■ Your objective ■
The answer should be each line of the records that contains the word "black"; please copy them all.

[Dataset items]
===============

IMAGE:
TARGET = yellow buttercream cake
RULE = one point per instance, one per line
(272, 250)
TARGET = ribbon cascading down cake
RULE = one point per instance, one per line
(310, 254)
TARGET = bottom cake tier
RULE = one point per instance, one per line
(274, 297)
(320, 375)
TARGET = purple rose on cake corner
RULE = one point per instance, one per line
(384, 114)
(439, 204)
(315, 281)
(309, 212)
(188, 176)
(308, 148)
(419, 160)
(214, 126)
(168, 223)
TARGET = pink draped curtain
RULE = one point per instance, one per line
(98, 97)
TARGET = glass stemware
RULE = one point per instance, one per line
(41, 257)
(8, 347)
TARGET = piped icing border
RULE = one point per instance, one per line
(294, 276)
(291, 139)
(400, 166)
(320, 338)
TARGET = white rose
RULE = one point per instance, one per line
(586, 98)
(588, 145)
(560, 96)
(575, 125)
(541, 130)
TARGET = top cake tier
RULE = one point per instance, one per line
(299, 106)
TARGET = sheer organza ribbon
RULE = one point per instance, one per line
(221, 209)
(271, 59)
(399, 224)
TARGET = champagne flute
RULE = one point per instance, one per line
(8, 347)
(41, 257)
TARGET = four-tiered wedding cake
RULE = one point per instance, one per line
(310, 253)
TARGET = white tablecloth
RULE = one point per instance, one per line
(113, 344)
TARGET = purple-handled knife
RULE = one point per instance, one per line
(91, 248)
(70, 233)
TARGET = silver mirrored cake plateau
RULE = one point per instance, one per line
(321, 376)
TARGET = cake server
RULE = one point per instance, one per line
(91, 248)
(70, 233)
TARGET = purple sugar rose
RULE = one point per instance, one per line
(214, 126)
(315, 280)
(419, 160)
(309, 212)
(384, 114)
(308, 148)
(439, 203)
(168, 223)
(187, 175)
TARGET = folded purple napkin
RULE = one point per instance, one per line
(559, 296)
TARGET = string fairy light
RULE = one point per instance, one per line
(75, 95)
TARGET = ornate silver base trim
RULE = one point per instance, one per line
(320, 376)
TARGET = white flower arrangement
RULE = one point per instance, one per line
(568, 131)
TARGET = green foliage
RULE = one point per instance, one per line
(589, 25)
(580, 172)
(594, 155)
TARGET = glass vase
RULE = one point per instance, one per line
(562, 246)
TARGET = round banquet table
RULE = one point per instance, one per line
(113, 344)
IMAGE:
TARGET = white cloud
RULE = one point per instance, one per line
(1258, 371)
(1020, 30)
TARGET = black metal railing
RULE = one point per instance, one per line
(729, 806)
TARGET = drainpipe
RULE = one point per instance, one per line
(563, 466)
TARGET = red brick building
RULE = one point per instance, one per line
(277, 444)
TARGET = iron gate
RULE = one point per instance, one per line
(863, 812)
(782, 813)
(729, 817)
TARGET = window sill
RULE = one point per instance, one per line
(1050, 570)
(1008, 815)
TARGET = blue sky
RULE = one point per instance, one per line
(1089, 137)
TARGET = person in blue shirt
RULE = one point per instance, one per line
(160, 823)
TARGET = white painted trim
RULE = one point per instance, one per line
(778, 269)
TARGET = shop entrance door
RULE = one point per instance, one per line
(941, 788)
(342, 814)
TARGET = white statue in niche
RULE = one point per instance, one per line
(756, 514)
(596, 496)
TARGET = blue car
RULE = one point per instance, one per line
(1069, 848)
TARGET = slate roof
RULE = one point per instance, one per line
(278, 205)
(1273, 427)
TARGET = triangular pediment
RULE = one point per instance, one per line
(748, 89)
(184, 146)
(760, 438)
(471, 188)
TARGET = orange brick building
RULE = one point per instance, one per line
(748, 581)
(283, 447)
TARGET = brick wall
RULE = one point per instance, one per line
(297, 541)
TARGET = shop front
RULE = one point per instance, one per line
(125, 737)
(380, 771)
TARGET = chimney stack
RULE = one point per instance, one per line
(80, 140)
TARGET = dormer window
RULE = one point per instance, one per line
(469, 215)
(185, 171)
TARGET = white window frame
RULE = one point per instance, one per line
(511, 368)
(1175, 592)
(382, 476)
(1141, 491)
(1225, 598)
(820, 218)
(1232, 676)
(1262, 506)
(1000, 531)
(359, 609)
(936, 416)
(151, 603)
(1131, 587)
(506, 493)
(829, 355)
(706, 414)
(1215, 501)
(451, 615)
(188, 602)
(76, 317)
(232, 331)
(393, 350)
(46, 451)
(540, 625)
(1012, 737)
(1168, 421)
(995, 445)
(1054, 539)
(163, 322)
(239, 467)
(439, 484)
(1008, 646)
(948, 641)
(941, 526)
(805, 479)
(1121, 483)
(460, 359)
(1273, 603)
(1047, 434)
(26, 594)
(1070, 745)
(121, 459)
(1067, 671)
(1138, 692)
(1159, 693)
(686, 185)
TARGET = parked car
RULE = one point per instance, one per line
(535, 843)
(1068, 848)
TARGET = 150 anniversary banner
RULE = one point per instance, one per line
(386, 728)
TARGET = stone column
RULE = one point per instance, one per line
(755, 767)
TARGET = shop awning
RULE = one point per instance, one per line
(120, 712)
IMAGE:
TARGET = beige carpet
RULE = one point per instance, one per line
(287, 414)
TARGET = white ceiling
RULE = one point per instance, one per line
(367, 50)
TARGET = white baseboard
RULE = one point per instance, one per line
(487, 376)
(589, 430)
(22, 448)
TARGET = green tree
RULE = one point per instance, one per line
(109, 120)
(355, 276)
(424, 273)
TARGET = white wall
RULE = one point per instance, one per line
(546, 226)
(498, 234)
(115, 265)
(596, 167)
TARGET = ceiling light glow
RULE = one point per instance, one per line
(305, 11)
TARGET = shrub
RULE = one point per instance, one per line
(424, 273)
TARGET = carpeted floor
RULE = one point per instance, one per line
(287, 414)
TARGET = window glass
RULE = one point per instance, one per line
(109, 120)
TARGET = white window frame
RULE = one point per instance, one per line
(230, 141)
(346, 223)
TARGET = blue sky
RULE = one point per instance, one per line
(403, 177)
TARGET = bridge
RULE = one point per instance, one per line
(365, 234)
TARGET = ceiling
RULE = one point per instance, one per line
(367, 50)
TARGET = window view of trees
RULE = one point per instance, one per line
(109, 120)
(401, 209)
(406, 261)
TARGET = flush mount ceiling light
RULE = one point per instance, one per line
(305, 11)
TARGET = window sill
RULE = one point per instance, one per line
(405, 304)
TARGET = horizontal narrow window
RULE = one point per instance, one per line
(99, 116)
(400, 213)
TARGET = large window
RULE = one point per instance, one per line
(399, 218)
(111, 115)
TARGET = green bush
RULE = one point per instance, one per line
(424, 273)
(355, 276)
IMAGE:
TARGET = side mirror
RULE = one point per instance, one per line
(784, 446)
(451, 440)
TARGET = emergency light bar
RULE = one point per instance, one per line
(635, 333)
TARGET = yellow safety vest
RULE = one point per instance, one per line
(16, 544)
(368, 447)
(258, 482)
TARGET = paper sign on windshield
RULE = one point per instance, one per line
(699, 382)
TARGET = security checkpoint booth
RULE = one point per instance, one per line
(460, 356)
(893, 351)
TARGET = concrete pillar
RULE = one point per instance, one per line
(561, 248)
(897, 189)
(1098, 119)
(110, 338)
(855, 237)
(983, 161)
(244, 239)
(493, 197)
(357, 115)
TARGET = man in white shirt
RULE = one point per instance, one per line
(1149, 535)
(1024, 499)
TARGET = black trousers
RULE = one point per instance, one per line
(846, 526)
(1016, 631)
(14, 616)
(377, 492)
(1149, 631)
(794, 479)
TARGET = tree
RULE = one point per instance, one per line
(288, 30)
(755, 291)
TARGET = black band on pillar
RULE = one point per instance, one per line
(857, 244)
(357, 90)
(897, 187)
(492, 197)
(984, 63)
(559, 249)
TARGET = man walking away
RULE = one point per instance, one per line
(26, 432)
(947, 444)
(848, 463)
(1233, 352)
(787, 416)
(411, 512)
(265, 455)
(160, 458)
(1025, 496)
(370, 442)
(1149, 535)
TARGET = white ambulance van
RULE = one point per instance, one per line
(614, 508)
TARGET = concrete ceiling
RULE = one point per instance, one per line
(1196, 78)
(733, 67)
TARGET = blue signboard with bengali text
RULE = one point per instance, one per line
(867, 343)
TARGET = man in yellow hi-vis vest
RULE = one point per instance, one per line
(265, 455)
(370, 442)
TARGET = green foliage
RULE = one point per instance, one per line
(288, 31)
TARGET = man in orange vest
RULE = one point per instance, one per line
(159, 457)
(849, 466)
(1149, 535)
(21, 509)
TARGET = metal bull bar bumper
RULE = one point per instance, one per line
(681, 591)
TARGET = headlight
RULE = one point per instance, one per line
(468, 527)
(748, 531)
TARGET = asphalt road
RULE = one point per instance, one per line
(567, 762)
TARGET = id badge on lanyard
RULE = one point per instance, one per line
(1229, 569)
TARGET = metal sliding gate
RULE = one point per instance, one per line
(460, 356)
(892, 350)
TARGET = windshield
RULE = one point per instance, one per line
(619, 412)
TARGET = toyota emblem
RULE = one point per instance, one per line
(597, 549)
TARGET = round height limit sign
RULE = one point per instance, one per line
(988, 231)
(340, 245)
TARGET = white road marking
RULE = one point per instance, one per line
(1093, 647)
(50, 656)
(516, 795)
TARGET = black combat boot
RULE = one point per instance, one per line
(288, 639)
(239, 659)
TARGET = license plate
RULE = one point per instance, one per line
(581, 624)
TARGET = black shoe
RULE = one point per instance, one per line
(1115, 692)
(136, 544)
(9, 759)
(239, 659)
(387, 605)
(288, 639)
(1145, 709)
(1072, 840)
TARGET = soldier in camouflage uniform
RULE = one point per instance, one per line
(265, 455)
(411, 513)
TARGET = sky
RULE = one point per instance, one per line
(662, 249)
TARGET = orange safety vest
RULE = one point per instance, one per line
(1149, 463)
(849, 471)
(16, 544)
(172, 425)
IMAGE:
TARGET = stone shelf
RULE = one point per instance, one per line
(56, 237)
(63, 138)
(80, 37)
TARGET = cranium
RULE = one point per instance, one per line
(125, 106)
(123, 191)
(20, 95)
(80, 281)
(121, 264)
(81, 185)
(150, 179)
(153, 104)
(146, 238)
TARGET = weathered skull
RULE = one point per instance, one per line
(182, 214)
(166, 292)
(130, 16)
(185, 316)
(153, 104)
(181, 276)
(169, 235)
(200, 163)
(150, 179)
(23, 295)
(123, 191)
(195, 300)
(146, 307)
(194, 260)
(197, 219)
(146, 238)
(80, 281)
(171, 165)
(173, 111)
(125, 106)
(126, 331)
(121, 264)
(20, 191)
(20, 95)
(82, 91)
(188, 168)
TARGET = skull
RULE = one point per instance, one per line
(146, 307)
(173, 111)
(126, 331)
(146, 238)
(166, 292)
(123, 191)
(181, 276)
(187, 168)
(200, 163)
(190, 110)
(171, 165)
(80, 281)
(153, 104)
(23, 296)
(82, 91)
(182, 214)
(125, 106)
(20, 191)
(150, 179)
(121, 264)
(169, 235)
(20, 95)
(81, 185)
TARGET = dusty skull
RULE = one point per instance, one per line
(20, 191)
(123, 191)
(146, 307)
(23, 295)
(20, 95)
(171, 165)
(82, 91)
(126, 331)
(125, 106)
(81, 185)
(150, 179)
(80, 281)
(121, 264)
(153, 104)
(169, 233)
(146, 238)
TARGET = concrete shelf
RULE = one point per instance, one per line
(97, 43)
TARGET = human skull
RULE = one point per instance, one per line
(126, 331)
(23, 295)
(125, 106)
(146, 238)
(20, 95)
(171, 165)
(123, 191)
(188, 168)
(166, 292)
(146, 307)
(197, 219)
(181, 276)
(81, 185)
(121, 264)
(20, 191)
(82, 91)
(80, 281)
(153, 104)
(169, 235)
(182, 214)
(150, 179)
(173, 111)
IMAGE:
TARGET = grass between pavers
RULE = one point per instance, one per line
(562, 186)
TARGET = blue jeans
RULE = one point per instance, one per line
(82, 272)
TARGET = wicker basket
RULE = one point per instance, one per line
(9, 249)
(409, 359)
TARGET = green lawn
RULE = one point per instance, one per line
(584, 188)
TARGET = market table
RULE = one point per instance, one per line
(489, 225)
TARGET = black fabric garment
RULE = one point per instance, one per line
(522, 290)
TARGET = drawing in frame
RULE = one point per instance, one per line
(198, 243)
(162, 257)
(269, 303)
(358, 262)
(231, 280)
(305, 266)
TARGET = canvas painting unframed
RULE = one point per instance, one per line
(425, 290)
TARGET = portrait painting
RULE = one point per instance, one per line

===============

■ Solution ■
TARGET = black metal railing
TARGET = black trousers
TARGET = black band on pillar
TARGET = black combat boot
TARGET = black shoe
TARGET = black fabric garment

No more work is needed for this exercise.